═══ EXCERPTED TEXT

Link for course page - https://jovian.ai/learn/deep-learning-with-pytorch-zero-to-gans/lesson/lesson-1-pytorch-basics-and-linear-regression  
Link for video - https://www.youtube.com/watch?v=m_tkL7DufPk

In [3]:
import torch

At its core, PyTorch is a library for processing tensors. A tensor is a number, vector, matrix or any n-dimensional array. Let's create a tensor with a single number:

# 1 - PyTorch Basics: Tensors & Gradients

## 1.1 - Tensors

In [6]:
# Number
t1 = torch.tensor(4.)
t1

tensor(4.)

4. is a shorthand for 4.0. It is used to indicate to Python (and PyTorch) that you want to create a floating point number. We can verify this by checking the dtype attribute of our tensor:

In [9]:
t1.dtype

torch.float32

Let's try creating slightly more complex tensors:

In [12]:
# Vector
t2 = torch.tensor([1., 2, 3, 4])
t2

tensor([1., 2., 3., 4.])

In [18]:
t2.dtype

torch.float32

In [14]:
# Matrix
t3 = torch.tensor([[5., 6], 
                   [7, 8], 
                   [9, 10]])
t3

tensor([[ 5.,  6.],
        [ 7.,  8.],
        [ 9., 10.]])

In [20]:
t3.dtype

torch.float32

In [16]:
# 3-dimensional array
t4 = torch.tensor([
    [[11, 12, 13], 
     [13, 14, 15]], 
    [[15, 16, 17], 
     [17, 18, 19.]]])
t4

tensor([[[11., 12., 13.],
         [13., 14., 15.]],

        [[15., 16., 17.],
         [17., 18., 19.]]])

══════

=== WRITTEN EXERCISE 1 ===
How does the PyTorch basics text define a tensor?
=== WRITTEN EXERCISE 2 ===
What are the names of all the variables the PyTorch basics text assigns with torch.tensor?
=== WRITTEN EXERCISE 3 ===
Update the PyTorch basics text, starting at "At its core, PyTorch" and ending at "t1 = torch.tensor(4.)", with "library" replaced by "framework".
These lines were taken from a different source than the text above.

═══ RAW DATA

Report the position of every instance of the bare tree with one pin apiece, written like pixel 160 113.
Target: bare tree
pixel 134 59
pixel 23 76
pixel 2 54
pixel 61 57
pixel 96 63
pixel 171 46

══════

=== CORRECT OUTPUT 1 ===
A tensor is a number, vector, matrix or any n-dimensional array.

=== CORRECT OUTPUT 2 ===
t1, t2, t3, t4

=== CORRECT OUTPUT 3 ===
At its core, PyTorch is a framework for processing tensors. A tensor is a number, vector, matrix or any n-dimensional array. Let's create a tensor with a single number:

# 1 - PyTorch Basics: Tensors & Gradients

## 1.1 - Tensors

In [6]:
# Number
t1 = torch.tensor(4.)